*Passage to read*
“Dead Satellite with Nuclear Reactor, Eastern Arizona (Cosmos 469)” by Trevor Paglen (2011)
“Dead Satellite with Nuclear Reactor, Eastern Arizona (Cosmos 469)” by Trevor Paglen (2011)

Just across a narrows in the Great South Bay from Fire Island, Mastic Beach is a modest hamlet on Long Island. Mastic Beach may be best known for its recent failure at incorporating as a village. It might yet still emerge as one of the South Shore’s hidden gems, but it’s less a secret than a dead end.

Trevor Paglen’s photograph of Mastic Beach captures the feel of the place: long sandy beach, scattered swimmers and sunbathers, a bit depressed. But that’s only the surface. The other half of “NSA-Tapped Fiber Optic Cable Landing Site, Mastic Beach, New York, United States” (2015) reveals a hidden ecosystem swirling underneath the blighted homes and leathered tans. A dizzying grid brimming with network charts, topographical maps, and statistical diagrams uncovers a companion Mastic Beach, the site of an underwater cable landing, a secretive hub for national intelligence.

This diptych—one part landscape photograph, one part paranoid mood board—underscores the twin impulses in Paglen’s art. Sites Unseen, a comprehensive midcareer survey by the artist now on view at the Smithsonian American Art Museum, runs along two tracks. At once it is a showcase of a photographer devoted to the history of landscape photography, an exhibit rife with references to Ansel Adams and Timothy H. O’Sullivan. But it is also a story of an artist working (even fighting) to center art in his practice as it slips further and further into unknowns and uncertainty.

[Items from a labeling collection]
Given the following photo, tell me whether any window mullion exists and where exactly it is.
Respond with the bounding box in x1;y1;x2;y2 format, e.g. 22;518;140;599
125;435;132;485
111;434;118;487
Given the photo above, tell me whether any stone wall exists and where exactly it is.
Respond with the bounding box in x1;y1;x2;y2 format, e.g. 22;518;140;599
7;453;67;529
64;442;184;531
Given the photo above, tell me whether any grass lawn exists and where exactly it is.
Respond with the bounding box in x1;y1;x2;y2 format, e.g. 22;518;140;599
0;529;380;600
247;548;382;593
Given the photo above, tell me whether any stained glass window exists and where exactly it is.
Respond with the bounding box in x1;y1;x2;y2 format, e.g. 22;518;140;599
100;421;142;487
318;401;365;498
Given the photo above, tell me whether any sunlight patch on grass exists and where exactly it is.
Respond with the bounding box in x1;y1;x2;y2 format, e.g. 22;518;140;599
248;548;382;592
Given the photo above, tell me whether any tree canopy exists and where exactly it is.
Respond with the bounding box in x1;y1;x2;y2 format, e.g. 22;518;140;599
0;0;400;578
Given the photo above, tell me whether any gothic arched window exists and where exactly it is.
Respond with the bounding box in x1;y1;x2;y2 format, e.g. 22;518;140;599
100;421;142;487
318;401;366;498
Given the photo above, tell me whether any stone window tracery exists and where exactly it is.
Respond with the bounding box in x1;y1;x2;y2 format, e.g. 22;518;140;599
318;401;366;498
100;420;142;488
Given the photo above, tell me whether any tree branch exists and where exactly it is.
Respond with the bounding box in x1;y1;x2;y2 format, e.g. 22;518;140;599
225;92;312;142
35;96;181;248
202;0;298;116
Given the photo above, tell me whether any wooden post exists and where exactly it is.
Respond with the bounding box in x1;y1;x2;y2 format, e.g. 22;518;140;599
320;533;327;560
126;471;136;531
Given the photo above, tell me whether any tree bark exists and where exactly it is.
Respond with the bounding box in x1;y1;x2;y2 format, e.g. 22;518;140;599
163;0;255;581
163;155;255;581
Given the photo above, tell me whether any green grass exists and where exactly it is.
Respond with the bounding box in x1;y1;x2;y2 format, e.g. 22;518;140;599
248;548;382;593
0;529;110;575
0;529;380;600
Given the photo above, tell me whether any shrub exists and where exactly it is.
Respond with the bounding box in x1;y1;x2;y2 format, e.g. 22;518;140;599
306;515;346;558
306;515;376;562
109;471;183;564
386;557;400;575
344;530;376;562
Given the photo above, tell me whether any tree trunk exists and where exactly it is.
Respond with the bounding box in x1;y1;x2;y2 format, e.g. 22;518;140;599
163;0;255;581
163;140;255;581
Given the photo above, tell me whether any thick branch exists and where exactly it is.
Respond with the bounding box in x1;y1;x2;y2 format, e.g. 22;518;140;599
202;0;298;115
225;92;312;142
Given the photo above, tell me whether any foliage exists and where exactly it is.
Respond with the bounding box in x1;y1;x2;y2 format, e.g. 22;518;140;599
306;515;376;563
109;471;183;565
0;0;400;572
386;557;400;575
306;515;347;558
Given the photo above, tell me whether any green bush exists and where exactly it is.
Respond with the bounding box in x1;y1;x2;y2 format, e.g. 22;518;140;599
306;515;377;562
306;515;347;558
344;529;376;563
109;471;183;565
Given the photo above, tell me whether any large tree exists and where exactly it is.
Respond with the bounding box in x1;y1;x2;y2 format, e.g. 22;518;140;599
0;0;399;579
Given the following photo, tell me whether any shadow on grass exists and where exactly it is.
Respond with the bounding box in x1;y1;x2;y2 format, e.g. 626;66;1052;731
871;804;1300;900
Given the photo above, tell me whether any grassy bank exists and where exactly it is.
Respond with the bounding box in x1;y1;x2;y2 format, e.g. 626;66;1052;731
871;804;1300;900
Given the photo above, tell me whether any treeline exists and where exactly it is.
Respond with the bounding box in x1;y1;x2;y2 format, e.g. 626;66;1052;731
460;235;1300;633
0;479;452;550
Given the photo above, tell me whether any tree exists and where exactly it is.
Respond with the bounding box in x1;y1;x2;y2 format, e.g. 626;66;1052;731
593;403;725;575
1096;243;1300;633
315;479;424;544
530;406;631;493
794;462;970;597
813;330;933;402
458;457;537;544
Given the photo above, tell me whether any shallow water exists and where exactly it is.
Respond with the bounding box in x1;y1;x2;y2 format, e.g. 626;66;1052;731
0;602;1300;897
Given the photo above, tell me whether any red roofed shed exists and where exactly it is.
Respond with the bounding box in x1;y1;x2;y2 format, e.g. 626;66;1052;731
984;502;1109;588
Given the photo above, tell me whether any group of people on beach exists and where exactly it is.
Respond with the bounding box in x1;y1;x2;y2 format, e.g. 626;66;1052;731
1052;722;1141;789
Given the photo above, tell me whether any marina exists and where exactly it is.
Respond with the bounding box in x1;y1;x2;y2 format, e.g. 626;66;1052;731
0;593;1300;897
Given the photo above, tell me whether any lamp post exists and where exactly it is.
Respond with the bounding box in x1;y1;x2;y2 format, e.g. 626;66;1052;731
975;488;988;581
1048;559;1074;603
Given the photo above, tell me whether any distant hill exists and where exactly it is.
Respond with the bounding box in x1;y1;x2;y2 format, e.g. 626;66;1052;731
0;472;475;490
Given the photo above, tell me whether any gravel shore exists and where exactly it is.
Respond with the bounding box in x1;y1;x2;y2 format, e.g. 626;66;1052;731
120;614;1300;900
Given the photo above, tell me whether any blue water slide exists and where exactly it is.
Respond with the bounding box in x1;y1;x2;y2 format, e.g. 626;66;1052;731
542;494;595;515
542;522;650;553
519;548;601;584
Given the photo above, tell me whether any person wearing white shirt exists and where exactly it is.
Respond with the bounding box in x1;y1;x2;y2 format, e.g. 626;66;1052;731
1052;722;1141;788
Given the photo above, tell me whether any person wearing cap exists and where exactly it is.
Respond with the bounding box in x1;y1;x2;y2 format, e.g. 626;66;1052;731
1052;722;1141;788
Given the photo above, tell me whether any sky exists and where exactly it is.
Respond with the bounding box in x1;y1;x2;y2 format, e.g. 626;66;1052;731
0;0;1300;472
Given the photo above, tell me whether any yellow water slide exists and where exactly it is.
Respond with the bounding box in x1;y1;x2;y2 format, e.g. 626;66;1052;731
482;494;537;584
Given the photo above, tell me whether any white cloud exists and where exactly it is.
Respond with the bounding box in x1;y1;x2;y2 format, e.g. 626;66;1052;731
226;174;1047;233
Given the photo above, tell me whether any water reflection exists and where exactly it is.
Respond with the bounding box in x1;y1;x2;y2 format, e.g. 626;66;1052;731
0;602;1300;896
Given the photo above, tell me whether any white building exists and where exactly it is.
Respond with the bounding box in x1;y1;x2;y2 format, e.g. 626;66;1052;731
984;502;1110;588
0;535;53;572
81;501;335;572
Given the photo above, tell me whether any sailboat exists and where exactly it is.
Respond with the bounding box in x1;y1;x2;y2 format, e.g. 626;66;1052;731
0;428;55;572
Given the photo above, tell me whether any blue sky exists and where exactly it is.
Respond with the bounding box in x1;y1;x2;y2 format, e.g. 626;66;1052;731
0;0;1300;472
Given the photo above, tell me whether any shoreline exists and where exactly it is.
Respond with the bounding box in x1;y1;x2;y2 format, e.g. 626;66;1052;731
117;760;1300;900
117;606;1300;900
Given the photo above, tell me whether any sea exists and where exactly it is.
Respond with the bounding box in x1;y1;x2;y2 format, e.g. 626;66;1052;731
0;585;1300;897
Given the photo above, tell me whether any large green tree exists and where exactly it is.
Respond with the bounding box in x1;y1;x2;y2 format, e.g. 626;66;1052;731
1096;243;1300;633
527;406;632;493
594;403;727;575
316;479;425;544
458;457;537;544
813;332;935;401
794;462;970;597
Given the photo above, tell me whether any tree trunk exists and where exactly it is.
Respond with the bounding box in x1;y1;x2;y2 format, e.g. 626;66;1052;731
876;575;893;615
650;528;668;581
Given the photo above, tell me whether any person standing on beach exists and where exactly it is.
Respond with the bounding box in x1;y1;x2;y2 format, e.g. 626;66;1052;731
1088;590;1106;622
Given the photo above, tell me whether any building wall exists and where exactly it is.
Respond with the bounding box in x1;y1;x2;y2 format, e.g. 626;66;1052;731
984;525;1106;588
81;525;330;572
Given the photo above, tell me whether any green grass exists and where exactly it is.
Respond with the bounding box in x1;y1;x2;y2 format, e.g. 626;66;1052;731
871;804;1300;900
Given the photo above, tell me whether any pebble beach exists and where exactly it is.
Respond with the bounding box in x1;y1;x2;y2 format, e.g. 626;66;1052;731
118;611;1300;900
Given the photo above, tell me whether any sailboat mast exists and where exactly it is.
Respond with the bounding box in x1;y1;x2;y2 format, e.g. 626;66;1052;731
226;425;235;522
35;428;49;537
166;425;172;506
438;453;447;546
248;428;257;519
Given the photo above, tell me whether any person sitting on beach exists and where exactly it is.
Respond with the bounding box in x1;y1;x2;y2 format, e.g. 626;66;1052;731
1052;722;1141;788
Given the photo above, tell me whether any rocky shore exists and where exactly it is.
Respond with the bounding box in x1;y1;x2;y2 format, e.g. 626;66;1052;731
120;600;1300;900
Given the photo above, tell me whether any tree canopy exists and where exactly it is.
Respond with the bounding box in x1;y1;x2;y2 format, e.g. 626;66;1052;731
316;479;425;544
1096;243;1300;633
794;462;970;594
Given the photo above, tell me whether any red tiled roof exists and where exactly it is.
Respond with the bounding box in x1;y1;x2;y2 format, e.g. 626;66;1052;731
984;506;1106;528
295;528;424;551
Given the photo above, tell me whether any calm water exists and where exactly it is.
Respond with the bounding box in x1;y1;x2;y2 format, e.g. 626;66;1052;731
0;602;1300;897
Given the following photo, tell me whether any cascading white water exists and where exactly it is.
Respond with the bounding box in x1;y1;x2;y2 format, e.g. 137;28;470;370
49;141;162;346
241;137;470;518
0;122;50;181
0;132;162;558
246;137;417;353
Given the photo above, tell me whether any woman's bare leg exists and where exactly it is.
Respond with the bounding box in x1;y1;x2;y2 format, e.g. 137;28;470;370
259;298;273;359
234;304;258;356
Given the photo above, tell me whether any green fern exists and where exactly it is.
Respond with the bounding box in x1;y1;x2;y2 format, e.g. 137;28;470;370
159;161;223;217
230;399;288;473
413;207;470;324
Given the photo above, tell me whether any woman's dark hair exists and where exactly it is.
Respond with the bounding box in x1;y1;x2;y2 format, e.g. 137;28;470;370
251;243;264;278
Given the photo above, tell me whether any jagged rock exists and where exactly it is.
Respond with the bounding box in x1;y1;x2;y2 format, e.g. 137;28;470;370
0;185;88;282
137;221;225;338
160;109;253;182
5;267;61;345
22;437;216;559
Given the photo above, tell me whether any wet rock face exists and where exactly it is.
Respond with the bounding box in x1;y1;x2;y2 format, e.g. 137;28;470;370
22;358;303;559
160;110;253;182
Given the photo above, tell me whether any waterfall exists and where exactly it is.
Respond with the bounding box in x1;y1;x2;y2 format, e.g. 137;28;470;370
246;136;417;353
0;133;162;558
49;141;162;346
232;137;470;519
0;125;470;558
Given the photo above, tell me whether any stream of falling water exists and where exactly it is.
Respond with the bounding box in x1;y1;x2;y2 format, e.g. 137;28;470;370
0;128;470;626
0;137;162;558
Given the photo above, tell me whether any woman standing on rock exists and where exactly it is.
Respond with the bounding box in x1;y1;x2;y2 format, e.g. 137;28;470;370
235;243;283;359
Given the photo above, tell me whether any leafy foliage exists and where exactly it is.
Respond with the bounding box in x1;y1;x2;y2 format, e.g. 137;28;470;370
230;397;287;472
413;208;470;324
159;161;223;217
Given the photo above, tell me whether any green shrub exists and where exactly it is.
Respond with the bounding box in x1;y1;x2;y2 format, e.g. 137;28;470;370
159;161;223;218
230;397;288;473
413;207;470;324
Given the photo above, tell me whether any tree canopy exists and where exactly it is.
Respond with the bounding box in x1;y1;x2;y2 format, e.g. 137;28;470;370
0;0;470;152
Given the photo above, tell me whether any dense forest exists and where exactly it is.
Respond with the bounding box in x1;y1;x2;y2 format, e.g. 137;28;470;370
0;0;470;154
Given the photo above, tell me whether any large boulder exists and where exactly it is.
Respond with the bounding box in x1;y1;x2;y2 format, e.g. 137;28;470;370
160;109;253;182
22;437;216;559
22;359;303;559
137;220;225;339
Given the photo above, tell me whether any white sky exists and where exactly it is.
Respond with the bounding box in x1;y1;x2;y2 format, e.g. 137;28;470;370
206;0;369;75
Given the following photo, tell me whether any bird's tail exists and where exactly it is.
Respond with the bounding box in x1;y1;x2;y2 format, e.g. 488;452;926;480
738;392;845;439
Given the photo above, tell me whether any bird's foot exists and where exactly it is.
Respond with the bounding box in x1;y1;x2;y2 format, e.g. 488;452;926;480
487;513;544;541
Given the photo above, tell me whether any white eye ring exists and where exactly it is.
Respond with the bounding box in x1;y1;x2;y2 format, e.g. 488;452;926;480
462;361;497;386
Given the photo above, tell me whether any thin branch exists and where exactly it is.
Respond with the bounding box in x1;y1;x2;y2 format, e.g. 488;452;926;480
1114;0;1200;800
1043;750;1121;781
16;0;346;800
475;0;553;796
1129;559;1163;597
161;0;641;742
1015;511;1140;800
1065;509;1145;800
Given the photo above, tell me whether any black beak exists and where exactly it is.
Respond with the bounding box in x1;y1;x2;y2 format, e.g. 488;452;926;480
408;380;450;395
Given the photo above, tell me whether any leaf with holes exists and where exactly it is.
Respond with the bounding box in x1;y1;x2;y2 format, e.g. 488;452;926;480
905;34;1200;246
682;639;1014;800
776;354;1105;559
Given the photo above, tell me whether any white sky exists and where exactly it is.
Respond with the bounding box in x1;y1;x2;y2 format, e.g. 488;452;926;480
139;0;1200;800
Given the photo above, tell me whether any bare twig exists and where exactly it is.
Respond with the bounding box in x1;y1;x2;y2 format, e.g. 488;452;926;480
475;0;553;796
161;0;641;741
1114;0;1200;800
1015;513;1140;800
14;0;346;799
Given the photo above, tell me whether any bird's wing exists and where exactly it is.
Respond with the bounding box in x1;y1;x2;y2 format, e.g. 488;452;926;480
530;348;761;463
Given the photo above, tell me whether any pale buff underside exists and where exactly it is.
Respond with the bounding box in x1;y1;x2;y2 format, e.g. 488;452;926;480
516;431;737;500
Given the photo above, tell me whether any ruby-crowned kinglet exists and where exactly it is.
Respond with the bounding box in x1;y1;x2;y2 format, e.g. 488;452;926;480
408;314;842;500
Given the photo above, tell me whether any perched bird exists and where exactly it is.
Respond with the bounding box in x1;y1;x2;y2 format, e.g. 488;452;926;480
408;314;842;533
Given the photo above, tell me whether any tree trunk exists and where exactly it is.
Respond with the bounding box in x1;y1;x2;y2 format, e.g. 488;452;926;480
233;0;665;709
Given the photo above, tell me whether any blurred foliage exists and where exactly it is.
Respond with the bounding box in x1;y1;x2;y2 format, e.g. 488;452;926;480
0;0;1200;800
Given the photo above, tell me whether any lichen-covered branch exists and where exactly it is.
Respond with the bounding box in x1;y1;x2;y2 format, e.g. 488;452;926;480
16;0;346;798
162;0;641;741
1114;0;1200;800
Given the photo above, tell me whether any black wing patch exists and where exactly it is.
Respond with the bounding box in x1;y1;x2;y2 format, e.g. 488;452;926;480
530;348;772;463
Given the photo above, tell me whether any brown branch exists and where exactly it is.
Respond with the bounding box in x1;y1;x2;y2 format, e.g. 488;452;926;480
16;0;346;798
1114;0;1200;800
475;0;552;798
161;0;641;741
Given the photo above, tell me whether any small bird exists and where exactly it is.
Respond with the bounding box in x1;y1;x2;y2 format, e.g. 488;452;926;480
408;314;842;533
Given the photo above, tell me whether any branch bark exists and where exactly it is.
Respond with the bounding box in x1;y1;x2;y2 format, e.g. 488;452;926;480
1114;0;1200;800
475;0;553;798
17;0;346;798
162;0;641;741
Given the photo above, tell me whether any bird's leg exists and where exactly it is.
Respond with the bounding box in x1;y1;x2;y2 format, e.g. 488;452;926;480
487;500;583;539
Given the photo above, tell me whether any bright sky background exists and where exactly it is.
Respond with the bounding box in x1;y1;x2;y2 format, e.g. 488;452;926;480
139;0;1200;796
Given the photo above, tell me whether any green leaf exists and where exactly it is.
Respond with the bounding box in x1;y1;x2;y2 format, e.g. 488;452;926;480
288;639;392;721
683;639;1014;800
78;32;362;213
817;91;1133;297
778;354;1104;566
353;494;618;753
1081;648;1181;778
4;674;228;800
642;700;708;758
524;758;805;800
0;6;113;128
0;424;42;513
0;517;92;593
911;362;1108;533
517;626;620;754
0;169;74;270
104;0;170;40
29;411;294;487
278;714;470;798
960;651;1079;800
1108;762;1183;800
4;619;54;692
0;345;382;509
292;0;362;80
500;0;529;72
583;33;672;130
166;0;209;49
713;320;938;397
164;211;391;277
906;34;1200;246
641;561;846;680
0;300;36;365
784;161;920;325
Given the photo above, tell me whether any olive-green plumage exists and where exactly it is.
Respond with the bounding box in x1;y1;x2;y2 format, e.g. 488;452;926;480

*Actions to take*
a – Summarize the Trevor Paglen passage in two sentences.
b – Decide whether each statement agrees with the Trevor Paglen passage, answering yes or no and quoting the words that settle it: (i) Mastic Beach succeeded in incorporating as a village. (ii) Sites Unseen is on view at the Smithsonian American Art Museum. (iii) The exhibit contains references to Ansel Adams.
c – Extract the Trevor Paglen passage from "This diptych—one part" to "unknowns and uncertainty.", copying it without any change.

*Answers provided*
a – Trevor Paglen's 2015 photograph of Mastic Beach, a modest hamlet on Long Island, is paired with a grid of network charts, topographical maps, and statistical diagrams that reveals the site as an underwater cable landing and a secretive hub for national intelligence. This diptych reflects the twin impulses of Sites Unseen, a midcareer survey at the Smithsonian American Art Museum, which presents both a photographer devoted to the history of landscape photography and an artist working to center art in his practice as it slips into unknowns and uncertainty.

b –
(i) No: "Mastic Beach may be best known for its recent failure at incorporating as a village."
(ii) Yes: "Sites Unseen, a comprehensive midcareer survey by the artist now on view at the Smithsonian American Art Museum"
(iii) Yes: "an exhibit rife with references to Ansel Adams and Timothy H. O’Sullivan"

c –
This diptych—one part landscape photograph, one part paranoid mood board—underscores the twin impulses in Paglen’s art. Sites Unseen, a comprehensive midcareer survey by the artist now on view at the Smithsonian American Art Museum, runs along two tracks. At once it is a showcase of a photographer devoted to the history of landscape photography, an exhibit rife with references to Ansel Adams and Timothy H. O’Sullivan. But it is also a story of an artist working (even fighting) to center art in his practice as it slips further and further into unknowns and uncertainty.